DOCUMENT EXTRACT ▸

━━━━━━━━

Hello everyone,
I'm working on brassica napus and have sent my sample to company for RNA-seq analysis. Unfortunately, when I got my final results back, there was only a little annotation on differentially expressed genes, where most of them were simply labelled as "Bnaxxxx Protein" which would be insufficient for downstream analysis if I would closely look at genes with specific functions or within some pathways. And I figured the company only compared the genes with UniprotKB database, So I'd like to know what kind of data I need for aligning the data with more databases, such as nr database, in order to get more details on gene annotations.
appreciate any help!
Thank you for your reply.
Also I would like to get some further advice from you. For example, I'm about to blast against nr_prot database here, by which software or in which way I am able to do it in a high through-put fashion, since I realize there are more than 100.000 genes which could not be done by putting them one by one into NCBI blastx. Meanwhile, all data I got from the company consists of only two parts: rawdata(reads) and IGV data, could the latter one be directly used here for getting the annotation or should I start from the very beginning with the raw data?
you will need to do this using a local blast install ... get all the brassica protein sequences and blast those against nrprot. The name the company uses in their lists should be the same as the official brassica release (I assume)
did you not get a list of gene IDs with expression values?

━━━━━━━━

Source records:
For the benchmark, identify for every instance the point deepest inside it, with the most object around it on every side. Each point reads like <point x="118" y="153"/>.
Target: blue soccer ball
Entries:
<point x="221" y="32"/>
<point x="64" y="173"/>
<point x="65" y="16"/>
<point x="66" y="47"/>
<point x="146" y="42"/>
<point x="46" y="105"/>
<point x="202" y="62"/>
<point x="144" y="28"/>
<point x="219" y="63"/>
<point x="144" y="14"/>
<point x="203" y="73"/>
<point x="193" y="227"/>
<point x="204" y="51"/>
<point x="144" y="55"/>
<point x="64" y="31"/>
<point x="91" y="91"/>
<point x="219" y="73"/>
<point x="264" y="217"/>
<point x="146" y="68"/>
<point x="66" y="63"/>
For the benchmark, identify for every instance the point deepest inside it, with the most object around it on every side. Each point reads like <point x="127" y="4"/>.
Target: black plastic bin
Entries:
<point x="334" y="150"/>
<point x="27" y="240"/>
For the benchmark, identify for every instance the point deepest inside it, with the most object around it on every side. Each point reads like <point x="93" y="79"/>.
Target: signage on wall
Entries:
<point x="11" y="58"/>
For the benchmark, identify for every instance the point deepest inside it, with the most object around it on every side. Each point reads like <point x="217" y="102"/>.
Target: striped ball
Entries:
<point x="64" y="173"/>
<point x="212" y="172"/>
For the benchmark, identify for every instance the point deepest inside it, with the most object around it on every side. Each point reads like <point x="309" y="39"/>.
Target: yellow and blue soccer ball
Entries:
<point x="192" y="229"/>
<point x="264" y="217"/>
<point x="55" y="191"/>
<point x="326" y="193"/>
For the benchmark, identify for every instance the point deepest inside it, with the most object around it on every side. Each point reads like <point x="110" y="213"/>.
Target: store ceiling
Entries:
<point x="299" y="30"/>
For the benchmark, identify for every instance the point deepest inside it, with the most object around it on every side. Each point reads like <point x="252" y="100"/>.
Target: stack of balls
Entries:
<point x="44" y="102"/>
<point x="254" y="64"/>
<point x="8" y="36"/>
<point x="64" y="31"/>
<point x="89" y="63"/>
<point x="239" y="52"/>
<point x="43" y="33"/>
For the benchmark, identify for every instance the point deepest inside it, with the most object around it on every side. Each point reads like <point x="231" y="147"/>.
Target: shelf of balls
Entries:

━━━━━━━━

TASK LIST ▸
(a) Summarize the forum thread on Brassica napus gene annotation in two sentences.
(b) In the Brassica napus annotation thread, what two parts did the data from the company consist of?
(c) Write out the part of the Brassica napus thread starting with "Also I would" and going on through "with expression values?".

LIST OF SOLUTIONS ▸
(a) A researcher working on Brassica napus received RNA-seq results from a company in which most differentially expressed genes were labeled only as "Bnaxxxx Protein," apparently because the company compared the genes with UniprotKB alone, and asked what data would be needed to annotate them against more databases such as nr. A reply advises using a local BLAST install to blast all the Brassica protein sequences against nrprot, and asks whether the company provided a list of gene IDs with expression values.

(b) Raw data (reads) and IGV data.

(c)
Also I would like to get some further advice from you. For example, I'm about to blast against nr_prot database here, by which software or in which way I am able to do it in a high through-put fashion, since I realize there are more than 100.000 genes which could not be done by putting them one by one into NCBI blastx. Meanwhile, all data I got from the company consists of only two parts: rawdata(reads) and IGV data, could the latter one be directly used here for getting the annotation or should I start from the very beginning with the raw data?
you will need to do this using a local blast install ... get all the brassica protein sequences and blast those against nrprot. The name the company uses in their lists should be the same as the official brassica release (I assume)
did you not get a list of gene IDs with expression values?